> Instructions for the task
Report each line from the data below that holds the word "then".
═════ Records for the task ═════
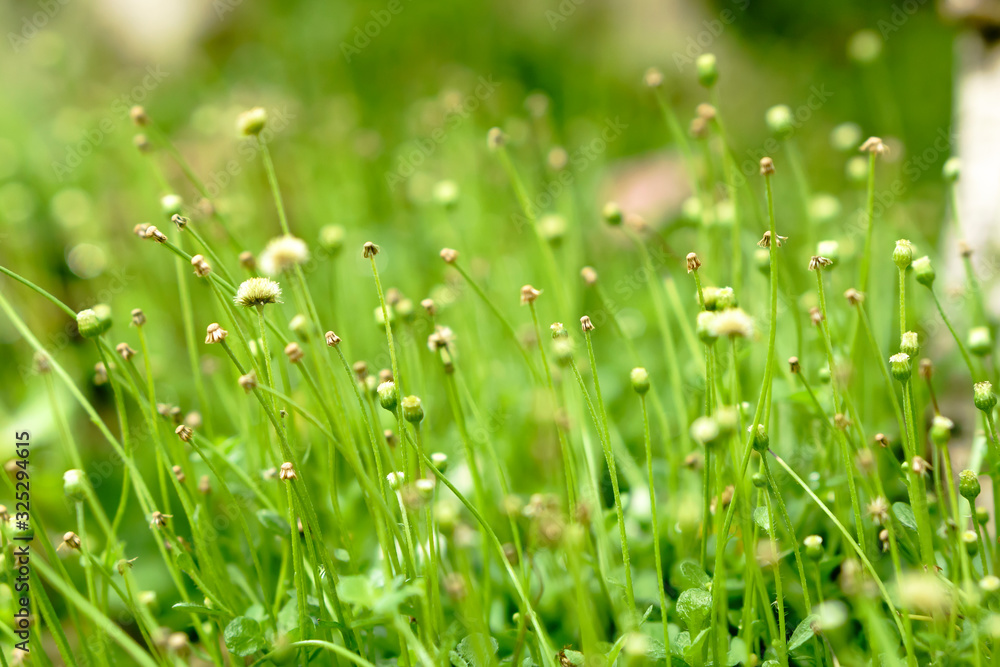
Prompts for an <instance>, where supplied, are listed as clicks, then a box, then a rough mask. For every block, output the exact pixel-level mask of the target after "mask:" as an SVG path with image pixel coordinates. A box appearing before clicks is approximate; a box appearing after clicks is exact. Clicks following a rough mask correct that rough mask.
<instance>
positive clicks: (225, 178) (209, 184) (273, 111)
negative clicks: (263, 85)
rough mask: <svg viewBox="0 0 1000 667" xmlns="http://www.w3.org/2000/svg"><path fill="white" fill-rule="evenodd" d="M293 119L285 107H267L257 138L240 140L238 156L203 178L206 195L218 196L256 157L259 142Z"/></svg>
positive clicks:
═════
═════ Records for the task ═════
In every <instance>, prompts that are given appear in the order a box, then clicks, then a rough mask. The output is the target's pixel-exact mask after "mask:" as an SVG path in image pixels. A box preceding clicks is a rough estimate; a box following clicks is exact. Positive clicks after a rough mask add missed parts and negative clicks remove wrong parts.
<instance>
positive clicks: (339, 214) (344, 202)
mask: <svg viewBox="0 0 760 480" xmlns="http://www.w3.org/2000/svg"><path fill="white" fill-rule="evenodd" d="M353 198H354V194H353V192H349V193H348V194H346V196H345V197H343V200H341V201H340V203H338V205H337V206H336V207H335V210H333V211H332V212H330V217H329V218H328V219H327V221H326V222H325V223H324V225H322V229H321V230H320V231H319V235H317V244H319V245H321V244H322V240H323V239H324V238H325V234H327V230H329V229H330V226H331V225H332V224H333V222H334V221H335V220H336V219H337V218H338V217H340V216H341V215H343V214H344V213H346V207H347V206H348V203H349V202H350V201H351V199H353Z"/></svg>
═════
> Response to this exercise
Prompts for an <instance>, where supplied, are listed as clicks, then a box, then a rough mask. For every block, output the exact pixel-level mask of the target after "mask:" as an SVG path with image pixel coordinates. A box appearing before clicks is approximate; a box appearing after clicks is exact. Clicks following a rough mask correct that rough mask.
In every <instance>, prompts that are given appear in the order a box, then clicks, then a rough mask. The output is the target's pixel-exact mask after "mask:" as an SVG path in image pixels. A box preceding clicks is a rough estimate; a box following clicks is exact. Positive clicks after a rough mask add missed parts and negative clicks remove wrong parts.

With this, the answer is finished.